Your task is to copy every line of the records below that contains "mountain".
··· Given entries
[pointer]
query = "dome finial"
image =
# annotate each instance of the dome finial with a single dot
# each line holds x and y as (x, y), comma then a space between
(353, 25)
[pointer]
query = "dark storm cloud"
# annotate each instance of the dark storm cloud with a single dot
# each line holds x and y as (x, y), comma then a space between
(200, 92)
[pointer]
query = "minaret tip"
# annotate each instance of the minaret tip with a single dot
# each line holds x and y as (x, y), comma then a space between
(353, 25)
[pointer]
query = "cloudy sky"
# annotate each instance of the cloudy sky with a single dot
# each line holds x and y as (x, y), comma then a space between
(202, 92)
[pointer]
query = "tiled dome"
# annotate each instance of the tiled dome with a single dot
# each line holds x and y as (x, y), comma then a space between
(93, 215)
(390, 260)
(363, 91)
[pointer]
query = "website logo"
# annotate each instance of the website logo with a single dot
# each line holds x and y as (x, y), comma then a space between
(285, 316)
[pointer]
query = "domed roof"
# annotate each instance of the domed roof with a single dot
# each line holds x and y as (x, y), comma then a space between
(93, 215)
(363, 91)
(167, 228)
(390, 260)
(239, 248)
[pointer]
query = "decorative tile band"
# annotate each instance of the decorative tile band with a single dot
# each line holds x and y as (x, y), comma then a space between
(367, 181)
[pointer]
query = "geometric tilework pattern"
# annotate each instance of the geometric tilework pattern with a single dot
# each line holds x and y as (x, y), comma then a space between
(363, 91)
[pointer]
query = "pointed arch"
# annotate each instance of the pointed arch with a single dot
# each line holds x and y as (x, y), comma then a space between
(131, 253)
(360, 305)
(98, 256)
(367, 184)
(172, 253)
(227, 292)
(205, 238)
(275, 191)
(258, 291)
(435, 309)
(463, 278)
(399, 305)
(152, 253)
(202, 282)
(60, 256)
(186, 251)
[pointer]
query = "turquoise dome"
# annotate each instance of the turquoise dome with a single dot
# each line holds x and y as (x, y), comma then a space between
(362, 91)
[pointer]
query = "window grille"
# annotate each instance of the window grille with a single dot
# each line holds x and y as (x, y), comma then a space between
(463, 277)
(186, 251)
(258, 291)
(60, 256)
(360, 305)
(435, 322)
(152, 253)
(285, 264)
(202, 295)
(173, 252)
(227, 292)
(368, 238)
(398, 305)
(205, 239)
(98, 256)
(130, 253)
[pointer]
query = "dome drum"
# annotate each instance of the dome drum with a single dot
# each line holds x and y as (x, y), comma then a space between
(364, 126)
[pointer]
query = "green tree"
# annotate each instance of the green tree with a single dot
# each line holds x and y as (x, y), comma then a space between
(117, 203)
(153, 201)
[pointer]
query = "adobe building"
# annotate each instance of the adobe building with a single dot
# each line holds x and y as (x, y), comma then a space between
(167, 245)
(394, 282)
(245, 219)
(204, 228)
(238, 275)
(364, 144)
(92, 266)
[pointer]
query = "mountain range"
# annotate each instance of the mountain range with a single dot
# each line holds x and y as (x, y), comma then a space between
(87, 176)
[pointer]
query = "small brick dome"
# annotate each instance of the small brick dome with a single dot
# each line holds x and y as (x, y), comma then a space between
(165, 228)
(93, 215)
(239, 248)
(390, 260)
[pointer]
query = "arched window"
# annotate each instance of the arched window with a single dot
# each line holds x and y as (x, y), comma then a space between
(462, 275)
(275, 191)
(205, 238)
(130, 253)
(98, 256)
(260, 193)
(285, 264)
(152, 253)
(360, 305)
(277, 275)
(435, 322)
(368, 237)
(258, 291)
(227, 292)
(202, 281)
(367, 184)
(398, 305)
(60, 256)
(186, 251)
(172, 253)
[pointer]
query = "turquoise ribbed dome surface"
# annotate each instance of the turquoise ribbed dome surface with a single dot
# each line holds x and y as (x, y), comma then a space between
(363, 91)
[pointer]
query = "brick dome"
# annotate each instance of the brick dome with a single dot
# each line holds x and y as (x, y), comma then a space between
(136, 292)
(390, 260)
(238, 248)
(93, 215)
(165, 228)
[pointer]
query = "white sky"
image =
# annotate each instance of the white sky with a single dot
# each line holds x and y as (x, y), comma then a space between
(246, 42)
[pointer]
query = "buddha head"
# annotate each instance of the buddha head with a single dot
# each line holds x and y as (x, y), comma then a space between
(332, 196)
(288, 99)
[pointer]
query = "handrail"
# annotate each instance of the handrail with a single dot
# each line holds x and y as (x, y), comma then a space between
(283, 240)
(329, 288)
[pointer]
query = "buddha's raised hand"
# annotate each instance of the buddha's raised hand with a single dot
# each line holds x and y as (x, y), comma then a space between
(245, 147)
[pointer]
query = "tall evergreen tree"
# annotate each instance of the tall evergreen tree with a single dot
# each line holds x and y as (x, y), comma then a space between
······
Task answer
query = "mountain range"
# annotate each instance of the mountain range with a single dot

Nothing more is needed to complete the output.